** Records to use follows **

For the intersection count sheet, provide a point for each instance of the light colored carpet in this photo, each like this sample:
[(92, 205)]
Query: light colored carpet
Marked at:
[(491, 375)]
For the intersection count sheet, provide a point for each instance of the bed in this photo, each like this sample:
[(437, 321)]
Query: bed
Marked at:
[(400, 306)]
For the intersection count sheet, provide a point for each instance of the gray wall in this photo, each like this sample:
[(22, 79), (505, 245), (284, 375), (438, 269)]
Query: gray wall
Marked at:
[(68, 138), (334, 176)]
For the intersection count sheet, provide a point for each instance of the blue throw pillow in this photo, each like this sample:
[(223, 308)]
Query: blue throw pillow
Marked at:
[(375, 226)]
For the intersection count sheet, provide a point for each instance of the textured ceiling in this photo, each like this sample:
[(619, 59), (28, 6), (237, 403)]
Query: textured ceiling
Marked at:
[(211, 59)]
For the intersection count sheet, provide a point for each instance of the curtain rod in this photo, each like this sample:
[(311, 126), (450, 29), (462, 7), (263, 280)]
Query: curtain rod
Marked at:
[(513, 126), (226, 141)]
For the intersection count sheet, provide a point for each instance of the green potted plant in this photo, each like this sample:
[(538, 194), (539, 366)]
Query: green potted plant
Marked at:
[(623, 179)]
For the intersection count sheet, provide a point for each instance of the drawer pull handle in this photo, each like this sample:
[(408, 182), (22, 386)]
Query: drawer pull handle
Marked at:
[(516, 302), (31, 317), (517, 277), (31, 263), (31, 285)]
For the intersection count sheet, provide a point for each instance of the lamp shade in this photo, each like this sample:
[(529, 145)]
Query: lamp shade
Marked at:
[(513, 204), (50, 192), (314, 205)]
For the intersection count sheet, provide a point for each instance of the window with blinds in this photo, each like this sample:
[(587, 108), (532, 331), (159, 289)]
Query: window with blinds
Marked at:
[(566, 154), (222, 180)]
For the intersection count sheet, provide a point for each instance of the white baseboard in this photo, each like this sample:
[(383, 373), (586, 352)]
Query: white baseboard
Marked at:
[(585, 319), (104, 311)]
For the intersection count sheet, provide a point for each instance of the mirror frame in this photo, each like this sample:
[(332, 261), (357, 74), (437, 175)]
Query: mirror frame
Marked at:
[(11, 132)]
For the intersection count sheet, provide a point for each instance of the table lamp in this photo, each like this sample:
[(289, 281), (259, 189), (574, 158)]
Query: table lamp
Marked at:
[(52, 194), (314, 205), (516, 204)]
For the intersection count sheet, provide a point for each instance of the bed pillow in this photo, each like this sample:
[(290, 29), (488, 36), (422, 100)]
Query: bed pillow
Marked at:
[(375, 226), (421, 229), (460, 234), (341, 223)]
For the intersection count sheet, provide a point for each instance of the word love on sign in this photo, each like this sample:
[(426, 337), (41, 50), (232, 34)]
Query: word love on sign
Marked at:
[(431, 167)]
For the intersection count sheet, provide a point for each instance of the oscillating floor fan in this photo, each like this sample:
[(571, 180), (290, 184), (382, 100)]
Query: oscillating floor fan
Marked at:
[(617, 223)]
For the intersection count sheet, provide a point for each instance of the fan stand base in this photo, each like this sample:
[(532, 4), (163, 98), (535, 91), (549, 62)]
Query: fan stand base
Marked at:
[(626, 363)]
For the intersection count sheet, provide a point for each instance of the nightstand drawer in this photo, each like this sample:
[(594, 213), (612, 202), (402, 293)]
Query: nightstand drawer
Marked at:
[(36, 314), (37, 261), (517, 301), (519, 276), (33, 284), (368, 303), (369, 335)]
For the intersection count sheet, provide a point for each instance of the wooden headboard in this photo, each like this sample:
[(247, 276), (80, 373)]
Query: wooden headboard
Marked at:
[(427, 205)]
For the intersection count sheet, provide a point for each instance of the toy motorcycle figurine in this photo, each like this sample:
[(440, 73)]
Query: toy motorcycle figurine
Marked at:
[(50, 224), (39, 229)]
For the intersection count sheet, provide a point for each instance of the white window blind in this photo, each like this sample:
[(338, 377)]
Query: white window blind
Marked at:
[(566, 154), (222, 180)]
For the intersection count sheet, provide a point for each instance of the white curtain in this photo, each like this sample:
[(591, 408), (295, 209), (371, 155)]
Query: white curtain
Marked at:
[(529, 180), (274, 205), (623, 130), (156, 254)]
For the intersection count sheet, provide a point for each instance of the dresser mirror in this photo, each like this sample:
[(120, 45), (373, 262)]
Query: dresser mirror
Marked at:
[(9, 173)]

** End of Records to use **

• **Your objective**:
Look above for the line holding "[(587, 108), (532, 331), (159, 289)]", then set down exactly that line and every line after it up to and including the line holding "of the table", with nothing else.

• **Answer to this task**:
[(587, 108), (532, 331), (159, 289)]
Query: window with blinds
Marked at:
[(566, 154), (222, 180)]
For the intersection count sheet, provide a point for each instance of the white baseboard in this photo, each like this sample:
[(383, 373), (586, 352)]
Query: white baseboard
Marked at:
[(585, 319), (104, 311)]
For the intersection count sheet, provide a point for each instance of the mirror frame in this photo, each like this sample:
[(332, 261), (357, 74), (437, 175)]
Query: mirror frame
Marked at:
[(11, 132)]
For the intersection count sheet, provide a point for each instance of the table lamp in this photo, each like this sample:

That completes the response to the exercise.